[Saved data entries]
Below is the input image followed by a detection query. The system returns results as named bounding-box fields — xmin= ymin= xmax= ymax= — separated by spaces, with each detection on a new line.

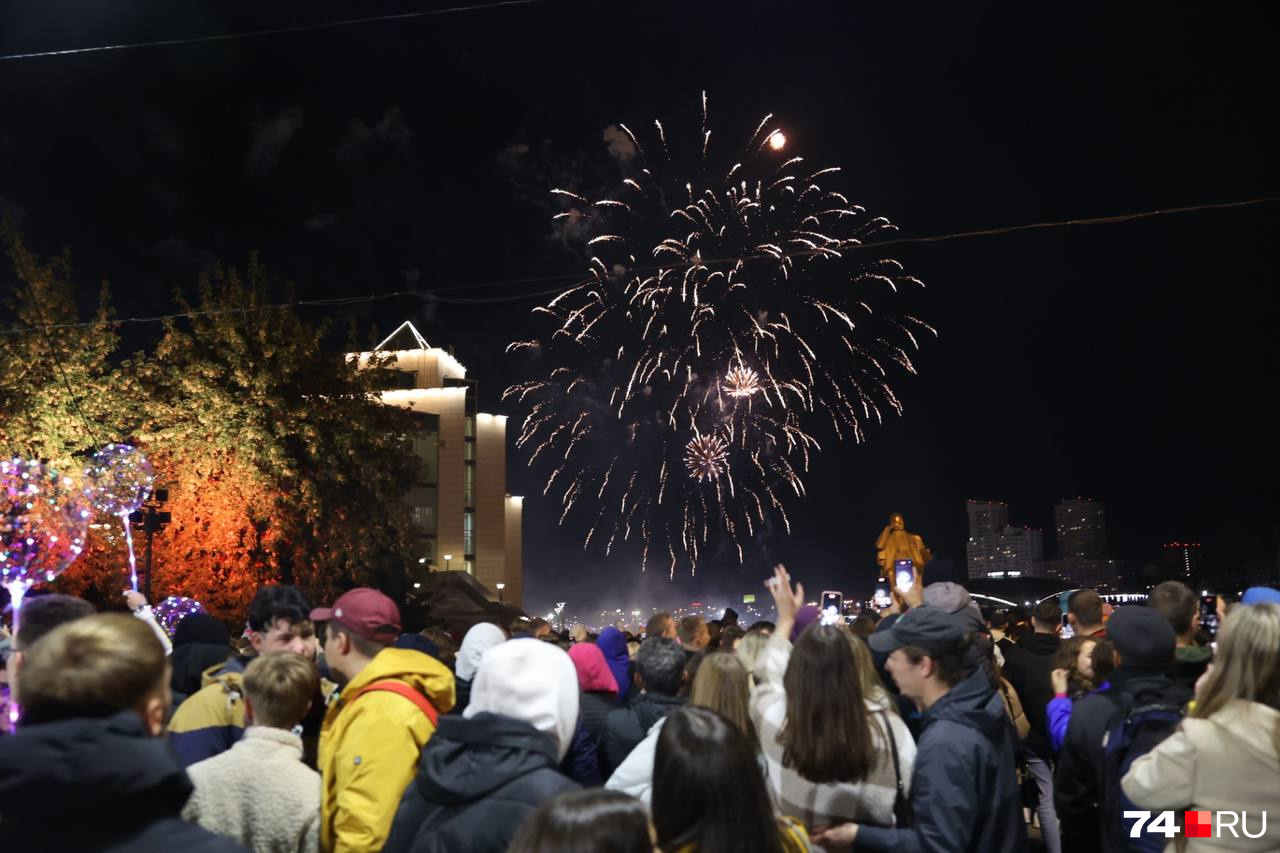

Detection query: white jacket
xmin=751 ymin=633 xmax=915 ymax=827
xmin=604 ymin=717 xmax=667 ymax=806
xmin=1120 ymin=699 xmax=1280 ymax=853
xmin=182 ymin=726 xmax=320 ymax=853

---

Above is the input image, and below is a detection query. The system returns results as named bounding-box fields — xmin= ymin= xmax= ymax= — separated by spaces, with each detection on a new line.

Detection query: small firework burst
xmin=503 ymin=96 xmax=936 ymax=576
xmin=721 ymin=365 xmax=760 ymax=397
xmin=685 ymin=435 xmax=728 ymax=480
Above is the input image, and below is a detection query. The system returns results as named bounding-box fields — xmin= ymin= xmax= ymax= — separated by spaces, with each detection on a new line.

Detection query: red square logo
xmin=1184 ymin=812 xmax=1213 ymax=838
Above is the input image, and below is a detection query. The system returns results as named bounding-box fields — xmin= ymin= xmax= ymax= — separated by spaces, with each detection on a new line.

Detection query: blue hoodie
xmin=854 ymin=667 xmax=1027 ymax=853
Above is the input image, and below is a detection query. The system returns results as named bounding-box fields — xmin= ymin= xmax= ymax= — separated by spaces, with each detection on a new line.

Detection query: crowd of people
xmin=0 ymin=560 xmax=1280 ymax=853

◆ **Exercise**
List each line of the listing above that contains the string "query", copying each one in full. Case counts.

◆ **Output**
Below is the input image followed by a detection query. The system returns results as named bounding-box fields — xmin= ymin= xmax= ymax= — separated by spaces, with each detection on a new line.
Detection query: white jacket
Above is the input image, and below is a detection query. The system returns results as named bounding-box fields — xmin= ymin= xmax= ymax= — separated by spaces, with each detection on a new line.
Detection query: small firework burst
Above is the input image, and below is a detection query. The system returns results as named bounding-box fields — xmin= ymin= xmax= ymax= — separated by spaces, with each detection on a new line.
Detection query: red square logo
Above is the input image, and below is a detection query. The system returns results as named bounding-box fields — xmin= ymin= xmax= ymax= — separated by spaces, with each detection on a new line.
Detection query: blue hoodie
Above is the input image, and below is a detection query. The system returns results as named bounding-box fields — xmin= ymin= xmax= ymax= — separated by spaces, with each detection on a new line.
Detection query: crowd of people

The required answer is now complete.